Exercise
Omit images. Retype all entries verbatim.

--- Start The input ---

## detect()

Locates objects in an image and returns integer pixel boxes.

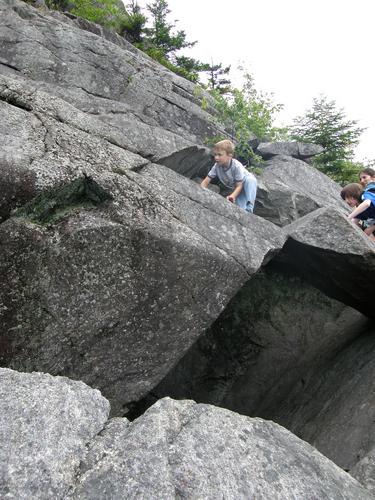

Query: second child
[341,182,375,241]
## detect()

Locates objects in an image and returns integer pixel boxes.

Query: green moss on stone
[15,176,113,224]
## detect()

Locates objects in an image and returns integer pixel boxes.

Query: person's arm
[227,181,243,203]
[201,175,212,187]
[348,200,371,222]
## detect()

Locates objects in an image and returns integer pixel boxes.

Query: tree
[145,0,196,58]
[200,61,231,94]
[121,0,147,44]
[211,71,285,165]
[290,96,364,183]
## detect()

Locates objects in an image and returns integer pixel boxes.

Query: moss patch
[15,176,113,224]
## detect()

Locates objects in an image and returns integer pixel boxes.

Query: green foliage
[121,0,147,44]
[15,176,113,224]
[210,72,285,165]
[145,0,196,59]
[290,96,364,184]
[200,62,231,94]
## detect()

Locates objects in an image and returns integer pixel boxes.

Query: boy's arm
[348,200,371,222]
[201,175,211,187]
[227,181,243,201]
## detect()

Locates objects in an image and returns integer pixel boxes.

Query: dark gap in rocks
[14,175,113,224]
[0,61,20,73]
[125,262,368,420]
[0,95,33,111]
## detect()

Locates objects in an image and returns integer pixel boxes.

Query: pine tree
[201,62,231,94]
[291,96,364,183]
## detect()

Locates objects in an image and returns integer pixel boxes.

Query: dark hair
[340,182,363,201]
[358,167,375,177]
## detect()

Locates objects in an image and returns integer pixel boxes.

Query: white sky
[135,0,375,160]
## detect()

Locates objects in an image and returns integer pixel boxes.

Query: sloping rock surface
[0,368,109,499]
[350,449,375,496]
[0,76,285,414]
[69,398,372,500]
[129,270,369,418]
[255,142,324,160]
[254,155,348,226]
[270,325,375,472]
[0,0,222,160]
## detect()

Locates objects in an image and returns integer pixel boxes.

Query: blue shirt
[207,158,248,189]
[356,187,375,220]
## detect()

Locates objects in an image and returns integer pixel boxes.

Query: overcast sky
[137,0,375,160]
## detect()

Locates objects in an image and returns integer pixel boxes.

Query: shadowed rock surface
[0,166,284,414]
[276,208,375,318]
[129,270,369,418]
[0,368,109,499]
[255,142,324,160]
[254,155,348,226]
[350,449,375,496]
[69,398,372,500]
[270,324,375,472]
[0,0,222,160]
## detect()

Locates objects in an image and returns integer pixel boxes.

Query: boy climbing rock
[201,139,257,213]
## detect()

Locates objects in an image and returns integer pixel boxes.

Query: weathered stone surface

--- End The input ---

Result of the task
## detect()

Locates objects in an image and returns integer pixel boxes.


Query: second child
[341,182,375,241]
## detect()

Locates objects in an image and returns integer pixel boxes.

Query: green moss on stone
[15,176,113,224]
## detect()

Locates objects in an image and returns integer pixel boxes.

Query: person's arm
[227,181,243,203]
[201,175,212,187]
[348,200,371,222]
## detect()

Locates objects in an image and returns integer pixel boxes.

Query: tree
[145,0,196,58]
[200,61,231,94]
[121,0,147,44]
[211,71,285,165]
[290,96,364,183]
## detect()

Locates objects in an image and returns integer pixel boxes.

Query: moss patch
[15,176,113,224]
## detect()

Locates objects in an image and returns integer pixel boxes.

Query: green foliage
[121,0,147,44]
[15,176,113,224]
[210,72,285,165]
[145,0,196,59]
[290,96,364,184]
[200,62,231,94]
## detect()

Locates objects in an image and returns integer pixel boxes.

Query: boy's arm
[348,200,371,222]
[201,175,211,187]
[227,181,243,201]
## detect()

Locates objects in an image and returns integer pixel boxes.

Query: dark gap in rocks
[14,175,113,224]
[0,61,20,73]
[125,262,368,420]
[0,95,33,111]
## detect()

Locates objects in an image and returns integer pixel boxes.

Query: pine tree
[201,62,231,94]
[291,96,364,183]
## detect()

Locates objects in an image and returns integer pixel boxes.

Query: dark hair
[340,182,363,201]
[358,167,375,177]
## detect()

Locates objects in an image and returns integer pixel boxes.

Query: white sky
[135,0,375,160]
## detect()

Locates objects in an image and returns integer pixel boxes.

Query: sloping rock surface
[0,368,109,499]
[350,449,375,496]
[0,76,285,414]
[69,398,372,500]
[129,270,369,418]
[255,142,324,160]
[254,155,348,226]
[270,325,375,472]
[0,0,222,160]
## detect()

Locates objects in an image and returns integer pixel boxes.

Query: blue shirt
[207,158,248,189]
[356,187,375,220]
## detect()

Locates objects in an image and returns integer pixel boxes.

Query: overcast sky
[137,0,375,160]
## detect()

Locates objects in an image and returns integer pixel boxes.

Query: shadowed rock surface
[0,166,284,414]
[276,208,375,318]
[129,270,369,418]
[0,368,109,499]
[255,142,324,160]
[254,155,348,226]
[350,449,375,496]
[69,398,372,500]
[270,324,375,472]
[0,0,222,160]
## detect()

Locates objects in an image and returns integer pixel boxes.

Query: boy climbing rock
[201,139,257,213]
## detect()

Locates objects in an image and returns integer pixel boxes.

Query: weathered stone surface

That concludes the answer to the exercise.